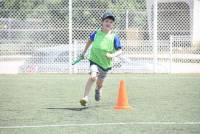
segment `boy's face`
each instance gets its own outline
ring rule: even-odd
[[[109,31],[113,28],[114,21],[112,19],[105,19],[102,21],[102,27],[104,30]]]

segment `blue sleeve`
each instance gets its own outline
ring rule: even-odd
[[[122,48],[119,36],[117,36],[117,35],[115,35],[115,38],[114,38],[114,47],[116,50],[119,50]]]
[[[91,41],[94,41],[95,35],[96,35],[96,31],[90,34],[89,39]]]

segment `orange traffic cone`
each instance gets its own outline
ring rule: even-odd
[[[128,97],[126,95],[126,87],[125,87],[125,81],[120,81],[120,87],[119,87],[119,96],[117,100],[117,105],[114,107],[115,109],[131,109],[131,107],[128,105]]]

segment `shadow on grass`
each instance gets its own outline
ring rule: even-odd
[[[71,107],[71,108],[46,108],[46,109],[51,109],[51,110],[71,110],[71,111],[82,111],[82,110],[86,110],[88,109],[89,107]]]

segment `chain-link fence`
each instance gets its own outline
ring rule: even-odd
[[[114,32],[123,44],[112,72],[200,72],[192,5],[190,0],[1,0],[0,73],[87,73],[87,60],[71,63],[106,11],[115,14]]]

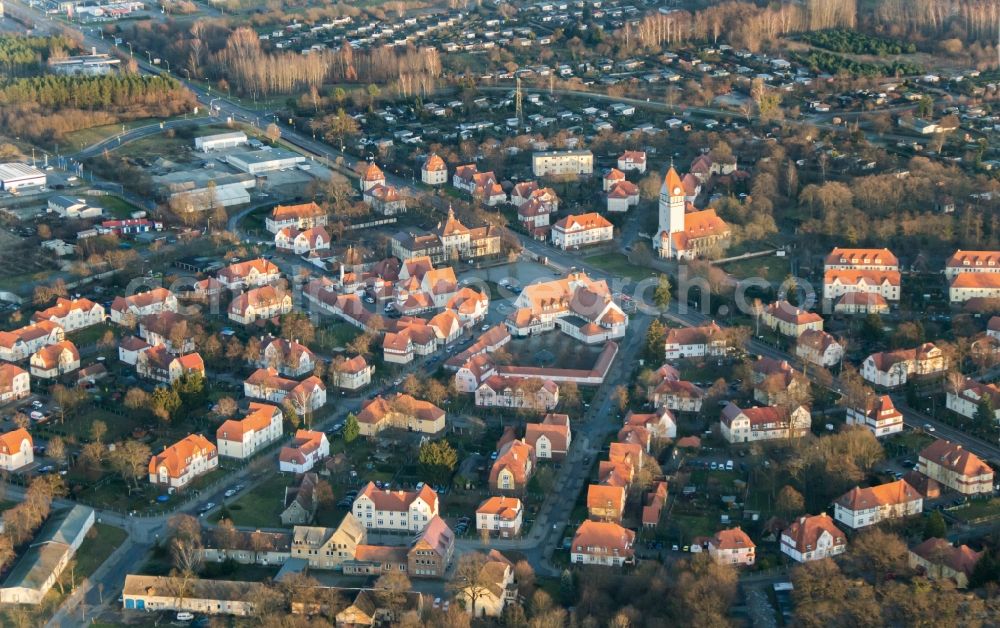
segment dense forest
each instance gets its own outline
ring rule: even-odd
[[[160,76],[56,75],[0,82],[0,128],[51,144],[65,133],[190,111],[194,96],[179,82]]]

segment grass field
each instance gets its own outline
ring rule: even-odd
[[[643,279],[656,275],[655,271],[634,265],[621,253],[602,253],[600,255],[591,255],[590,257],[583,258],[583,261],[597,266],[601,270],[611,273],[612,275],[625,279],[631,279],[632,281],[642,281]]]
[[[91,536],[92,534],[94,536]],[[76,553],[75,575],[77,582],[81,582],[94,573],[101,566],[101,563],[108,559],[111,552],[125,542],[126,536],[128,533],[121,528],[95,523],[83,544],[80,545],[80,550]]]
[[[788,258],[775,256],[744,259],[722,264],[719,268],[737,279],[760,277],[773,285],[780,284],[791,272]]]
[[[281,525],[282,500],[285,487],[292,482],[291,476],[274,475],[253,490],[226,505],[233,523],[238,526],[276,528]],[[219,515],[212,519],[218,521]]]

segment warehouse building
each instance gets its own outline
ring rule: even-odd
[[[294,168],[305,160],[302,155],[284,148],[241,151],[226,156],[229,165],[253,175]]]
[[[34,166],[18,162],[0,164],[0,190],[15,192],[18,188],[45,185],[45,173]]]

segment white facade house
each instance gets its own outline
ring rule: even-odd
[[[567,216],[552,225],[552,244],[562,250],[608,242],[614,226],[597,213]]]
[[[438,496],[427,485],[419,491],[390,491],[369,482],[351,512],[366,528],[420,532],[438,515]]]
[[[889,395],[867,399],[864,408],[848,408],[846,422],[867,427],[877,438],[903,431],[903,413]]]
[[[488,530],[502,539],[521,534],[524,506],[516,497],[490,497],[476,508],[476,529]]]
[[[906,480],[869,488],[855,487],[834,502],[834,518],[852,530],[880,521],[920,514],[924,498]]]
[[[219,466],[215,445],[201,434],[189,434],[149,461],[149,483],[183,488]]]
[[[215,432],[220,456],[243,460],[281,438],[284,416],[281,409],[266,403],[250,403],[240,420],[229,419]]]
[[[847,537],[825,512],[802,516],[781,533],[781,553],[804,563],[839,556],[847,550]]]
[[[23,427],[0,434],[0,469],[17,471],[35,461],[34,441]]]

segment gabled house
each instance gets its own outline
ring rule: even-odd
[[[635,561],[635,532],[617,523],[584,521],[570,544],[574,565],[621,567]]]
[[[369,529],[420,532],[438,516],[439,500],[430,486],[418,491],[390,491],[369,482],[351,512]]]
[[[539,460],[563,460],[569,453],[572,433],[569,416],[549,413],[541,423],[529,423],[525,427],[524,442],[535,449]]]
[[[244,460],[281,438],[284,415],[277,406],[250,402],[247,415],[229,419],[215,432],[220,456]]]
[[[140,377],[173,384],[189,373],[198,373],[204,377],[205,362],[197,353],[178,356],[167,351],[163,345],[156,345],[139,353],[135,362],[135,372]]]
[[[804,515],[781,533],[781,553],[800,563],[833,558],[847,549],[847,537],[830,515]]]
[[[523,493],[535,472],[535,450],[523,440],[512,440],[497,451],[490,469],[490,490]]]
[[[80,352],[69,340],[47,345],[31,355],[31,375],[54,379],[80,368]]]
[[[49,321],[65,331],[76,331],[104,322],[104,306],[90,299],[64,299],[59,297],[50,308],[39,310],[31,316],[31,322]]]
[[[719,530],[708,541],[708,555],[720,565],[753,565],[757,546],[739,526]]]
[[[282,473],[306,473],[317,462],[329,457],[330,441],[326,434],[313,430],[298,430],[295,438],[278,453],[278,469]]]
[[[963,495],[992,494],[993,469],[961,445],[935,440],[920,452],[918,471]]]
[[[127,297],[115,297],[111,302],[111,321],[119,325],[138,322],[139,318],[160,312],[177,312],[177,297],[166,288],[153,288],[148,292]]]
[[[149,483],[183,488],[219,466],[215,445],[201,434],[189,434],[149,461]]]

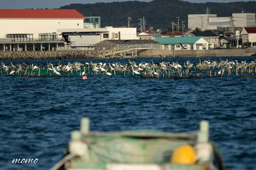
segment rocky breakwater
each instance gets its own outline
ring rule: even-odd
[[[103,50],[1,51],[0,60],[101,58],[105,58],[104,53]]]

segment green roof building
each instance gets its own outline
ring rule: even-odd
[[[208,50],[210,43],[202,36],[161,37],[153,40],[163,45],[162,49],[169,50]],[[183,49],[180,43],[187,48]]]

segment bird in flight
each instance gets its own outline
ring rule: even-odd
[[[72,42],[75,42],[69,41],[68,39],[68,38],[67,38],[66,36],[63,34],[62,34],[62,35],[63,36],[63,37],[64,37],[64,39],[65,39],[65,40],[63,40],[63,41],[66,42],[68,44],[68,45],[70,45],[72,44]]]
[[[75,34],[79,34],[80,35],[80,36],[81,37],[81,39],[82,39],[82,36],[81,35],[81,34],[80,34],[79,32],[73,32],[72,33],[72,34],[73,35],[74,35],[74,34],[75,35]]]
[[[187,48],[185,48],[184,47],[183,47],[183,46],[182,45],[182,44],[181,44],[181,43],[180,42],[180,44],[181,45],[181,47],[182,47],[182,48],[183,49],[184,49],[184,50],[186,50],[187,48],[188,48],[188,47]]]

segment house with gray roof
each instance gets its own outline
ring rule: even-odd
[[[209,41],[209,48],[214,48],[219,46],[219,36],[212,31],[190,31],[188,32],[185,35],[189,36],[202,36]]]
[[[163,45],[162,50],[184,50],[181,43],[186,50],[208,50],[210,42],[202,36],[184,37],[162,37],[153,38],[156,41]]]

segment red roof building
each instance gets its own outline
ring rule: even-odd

*TASK DIRECTIONS:* Print every entry above again without changing a word, and omit the pictures.

*SOLVED PROBLEM:*
segment `boy's face`
each instance gets its own outline
ring rule: even-odd
[[[109,31],[113,28],[114,21],[112,19],[105,19],[102,21],[102,27],[104,30]]]

segment `blue sleeve`
each instance gets its own outline
ring rule: even-odd
[[[122,48],[119,36],[117,36],[117,35],[115,35],[115,38],[114,38],[114,47],[116,50],[119,50]]]
[[[91,41],[94,41],[95,35],[96,35],[96,31],[90,34],[89,39]]]

segment `orange traffic cone`
each instance gets its own outline
ring rule: even-odd
[[[128,97],[126,95],[126,87],[125,87],[125,81],[120,81],[120,87],[119,87],[119,96],[117,100],[117,105],[114,107],[115,109],[131,109],[131,107],[128,105]]]

segment `shadow on grass`
each instance gets its own outline
ring rule: even-odd
[[[71,107],[71,108],[46,108],[46,109],[51,109],[51,110],[71,110],[71,111],[82,111],[82,110],[86,110],[88,109],[89,107]]]

segment `chain-link fence`
each instance gets its own outline
ring rule: even-odd
[[[114,32],[123,44],[112,72],[200,72],[192,5],[190,0],[1,0],[0,73],[87,73],[87,60],[71,63],[106,11],[115,14]]]

segment dense forest
each instance gets its own outline
ring rule: even-odd
[[[160,76],[56,75],[0,82],[0,128],[51,144],[65,133],[190,111],[194,96],[179,82]]]

segment grass field
each instance gets its own outline
ring rule: even-odd
[[[643,279],[656,275],[655,271],[634,265],[621,253],[602,253],[600,255],[591,255],[590,257],[583,258],[583,261],[597,266],[601,270],[611,273],[612,275],[625,279],[631,279],[632,281],[642,281]]]
[[[91,536],[92,534],[94,536]],[[76,553],[75,575],[77,582],[81,582],[94,573],[101,566],[101,563],[108,559],[111,552],[125,542],[126,536],[128,533],[121,528],[95,523],[83,544],[80,545],[80,550]]]
[[[788,258],[775,256],[744,259],[722,264],[719,268],[737,279],[760,277],[773,285],[780,284],[791,272]]]
[[[281,525],[282,500],[285,487],[292,482],[291,476],[274,475],[253,490],[226,505],[233,523],[238,526],[276,528]],[[219,515],[212,519],[218,521]]]

segment warehouse building
each instance gets its own outline
ring rule: even-odd
[[[294,168],[305,160],[302,155],[284,148],[241,151],[226,156],[229,165],[253,175]]]
[[[34,166],[18,162],[0,164],[0,190],[15,192],[18,188],[45,185],[45,173]]]

segment white facade house
each instance gets its own outline
ring rule: even-odd
[[[567,216],[552,225],[552,244],[562,250],[608,242],[614,226],[597,213]]]
[[[438,496],[427,485],[419,491],[390,491],[369,482],[351,512],[366,528],[420,532],[438,515]]]
[[[889,395],[867,399],[864,408],[848,408],[846,422],[867,427],[877,438],[903,431],[903,413]]]
[[[488,530],[502,539],[521,534],[524,506],[516,497],[490,497],[476,508],[476,529]]]
[[[906,480],[869,488],[855,487],[834,502],[834,518],[852,530],[880,521],[920,514],[924,498]]]
[[[219,466],[215,445],[201,434],[189,434],[149,461],[149,483],[183,488]]]
[[[215,432],[220,456],[243,460],[281,438],[284,416],[281,409],[266,403],[250,403],[240,420],[229,419]]]
[[[847,537],[825,512],[802,516],[781,533],[781,553],[804,563],[839,556],[847,550]]]
[[[23,427],[0,434],[0,469],[17,471],[35,461],[34,441]]]

segment gabled house
each instance gets its own outline
ring rule: even-odd
[[[635,561],[635,532],[617,523],[584,521],[570,544],[574,565],[621,567]]]
[[[369,529],[420,532],[438,516],[439,500],[430,486],[418,491],[390,491],[369,482],[351,512]]]
[[[539,460],[563,460],[569,453],[572,433],[569,416],[549,413],[541,423],[529,423],[525,427],[524,442],[535,449]]]
[[[244,460],[281,438],[284,415],[277,406],[250,402],[247,415],[229,419],[215,432],[220,456]]]
[[[140,377],[173,384],[189,373],[198,373],[204,377],[205,362],[197,353],[178,356],[167,351],[163,345],[156,345],[139,353],[135,362],[135,372]]]
[[[804,515],[781,533],[781,553],[800,563],[833,558],[847,549],[847,537],[830,515]]]
[[[523,493],[535,472],[535,450],[523,440],[512,440],[497,451],[490,469],[490,490]]]
[[[80,352],[69,340],[47,345],[31,355],[31,375],[54,379],[80,368]]]
[[[49,321],[65,331],[76,331],[104,322],[104,306],[90,299],[64,299],[59,297],[50,308],[39,310],[31,316],[31,322]]]
[[[719,530],[708,541],[708,555],[720,565],[753,565],[757,546],[739,526]]]
[[[282,473],[306,473],[317,462],[329,457],[330,441],[326,434],[313,430],[298,430],[295,438],[278,453],[278,469]]]
[[[963,495],[992,494],[993,469],[961,445],[935,440],[920,452],[918,471]]]
[[[127,297],[115,297],[111,302],[111,321],[119,325],[138,322],[139,318],[160,312],[177,312],[177,297],[166,288],[153,288],[148,292]]]
[[[149,483],[183,488],[219,466],[215,445],[201,434],[189,434],[149,461]]]

segment rocky breakwater
each instance gets its own outline
ring rule: even-odd
[[[103,50],[1,51],[0,60],[101,58],[105,58],[104,53]]]

segment green roof building
each instance gets its own outline
ring rule: even-odd
[[[208,50],[210,43],[202,36],[161,37],[153,40],[163,45],[162,49],[169,50]],[[183,49],[180,43],[187,48]]]

segment bird in flight
each instance gets its own outline
ring rule: even-odd
[[[72,42],[75,42],[69,41],[68,39],[68,38],[67,38],[66,36],[63,34],[62,34],[62,35],[63,36],[63,37],[64,37],[64,39],[65,39],[65,40],[63,40],[63,41],[66,42],[68,44],[68,45],[70,45],[72,44]]]
[[[75,34],[79,34],[80,35],[80,36],[81,37],[81,39],[82,39],[82,36],[81,35],[81,34],[80,34],[79,32],[73,32],[72,33],[72,34],[73,35],[74,35],[74,34],[75,35]]]
[[[187,48],[185,48],[184,47],[183,47],[183,46],[182,45],[182,44],[181,44],[181,43],[180,42],[180,44],[181,45],[181,47],[182,47],[182,48],[183,49],[184,49],[184,50],[186,50],[187,48],[188,48],[188,47]]]

segment house with gray roof
each instance gets its own outline
ring rule: even-odd
[[[209,41],[209,48],[214,48],[219,46],[219,36],[212,31],[190,31],[188,32],[185,35],[189,36],[202,36]]]
[[[163,45],[162,50],[184,50],[181,43],[186,50],[208,50],[210,42],[202,36],[184,37],[162,37],[153,38],[156,41]]]

segment red roof building
each instance gets its own outline
ring rule: even-odd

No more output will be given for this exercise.